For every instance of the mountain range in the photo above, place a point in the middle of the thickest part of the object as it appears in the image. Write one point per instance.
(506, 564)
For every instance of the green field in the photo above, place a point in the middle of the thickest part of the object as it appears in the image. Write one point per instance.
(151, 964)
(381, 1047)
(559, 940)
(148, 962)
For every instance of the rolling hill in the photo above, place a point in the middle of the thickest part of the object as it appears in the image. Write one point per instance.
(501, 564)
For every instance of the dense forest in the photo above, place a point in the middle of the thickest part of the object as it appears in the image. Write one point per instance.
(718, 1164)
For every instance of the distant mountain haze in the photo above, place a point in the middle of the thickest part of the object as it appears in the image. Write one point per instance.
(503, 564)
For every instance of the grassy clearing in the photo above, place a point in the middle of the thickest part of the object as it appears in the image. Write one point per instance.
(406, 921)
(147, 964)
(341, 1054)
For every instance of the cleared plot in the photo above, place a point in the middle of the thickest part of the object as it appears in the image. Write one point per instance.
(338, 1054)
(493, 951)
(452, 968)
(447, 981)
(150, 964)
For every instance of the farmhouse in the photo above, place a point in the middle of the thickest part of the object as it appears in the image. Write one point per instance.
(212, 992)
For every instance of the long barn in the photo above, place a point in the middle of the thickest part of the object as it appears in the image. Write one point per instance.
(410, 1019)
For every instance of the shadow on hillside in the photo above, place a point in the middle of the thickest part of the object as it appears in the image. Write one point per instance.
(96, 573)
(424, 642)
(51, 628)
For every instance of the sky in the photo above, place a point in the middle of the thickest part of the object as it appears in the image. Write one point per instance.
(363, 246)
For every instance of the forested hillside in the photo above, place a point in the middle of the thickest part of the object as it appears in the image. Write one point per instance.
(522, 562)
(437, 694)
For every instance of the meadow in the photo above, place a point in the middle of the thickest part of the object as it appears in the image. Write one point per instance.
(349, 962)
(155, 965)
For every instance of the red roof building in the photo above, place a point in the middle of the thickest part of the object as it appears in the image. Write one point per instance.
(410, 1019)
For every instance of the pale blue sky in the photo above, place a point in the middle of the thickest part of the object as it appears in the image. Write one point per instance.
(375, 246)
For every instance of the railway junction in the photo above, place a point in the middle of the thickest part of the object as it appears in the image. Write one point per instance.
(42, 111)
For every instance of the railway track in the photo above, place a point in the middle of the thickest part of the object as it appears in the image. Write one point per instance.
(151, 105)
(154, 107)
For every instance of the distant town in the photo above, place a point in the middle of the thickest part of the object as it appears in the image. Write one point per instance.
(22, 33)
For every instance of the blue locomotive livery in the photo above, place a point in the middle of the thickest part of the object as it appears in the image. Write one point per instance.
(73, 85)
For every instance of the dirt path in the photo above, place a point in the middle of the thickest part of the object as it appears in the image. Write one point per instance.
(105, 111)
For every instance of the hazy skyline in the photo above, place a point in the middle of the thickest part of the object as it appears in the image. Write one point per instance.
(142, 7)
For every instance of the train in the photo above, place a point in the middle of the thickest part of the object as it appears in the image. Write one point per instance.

=-=-=

EXERCISE DIRECTIONS ->
Convert the listing, from its first line through the line containing "(718, 1164)", into a numbered list with blank lines omitted.

TASK OUTPUT ->
1. For every instance of the mountain range in the photo above, place a point in the middle of the thickest part of the object as it appears in the image. Write one point per instance.
2. (506, 564)
3. For every instance of the green field in the photo above, place a point in the middle of the thickest part of the object as it appears in the image. Write one point per instance.
4. (151, 964)
5. (381, 1047)
6. (559, 940)
7. (148, 962)
8. For every instance of the rolling hill in the photo above, place a point in the middle of the thickest part of the object as it appears in the image. Write one point per instance.
9. (501, 564)
10. For every instance of the dense forest in the photo above, place a point in the middle of the thickest part of the object as it appears in the image. Write one point per instance.
11. (718, 1164)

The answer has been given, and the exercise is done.